Problem to work on -> Take the line with "The client would like the orange" and the rest of the lines after it, to the end of the entries, and restate them exactly.

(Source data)
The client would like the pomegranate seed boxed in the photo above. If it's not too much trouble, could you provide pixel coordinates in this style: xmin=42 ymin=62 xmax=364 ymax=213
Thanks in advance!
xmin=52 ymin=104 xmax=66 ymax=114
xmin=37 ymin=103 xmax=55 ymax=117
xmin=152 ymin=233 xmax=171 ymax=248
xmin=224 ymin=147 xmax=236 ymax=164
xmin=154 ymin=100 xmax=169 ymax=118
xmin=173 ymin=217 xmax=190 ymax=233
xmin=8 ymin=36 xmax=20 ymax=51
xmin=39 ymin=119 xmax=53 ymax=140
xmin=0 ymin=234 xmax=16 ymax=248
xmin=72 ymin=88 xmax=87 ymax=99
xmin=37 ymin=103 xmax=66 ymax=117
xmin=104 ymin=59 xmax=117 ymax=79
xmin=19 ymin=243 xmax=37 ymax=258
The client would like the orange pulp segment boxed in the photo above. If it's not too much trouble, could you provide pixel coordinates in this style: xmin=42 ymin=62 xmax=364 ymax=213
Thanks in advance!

Expected output ->
The client would like the orange pulp segment boxed in the photo above. If it's not too much trouble, could you provide pixel coordinates in this style: xmin=42 ymin=62 xmax=364 ymax=213
Thanks in advance!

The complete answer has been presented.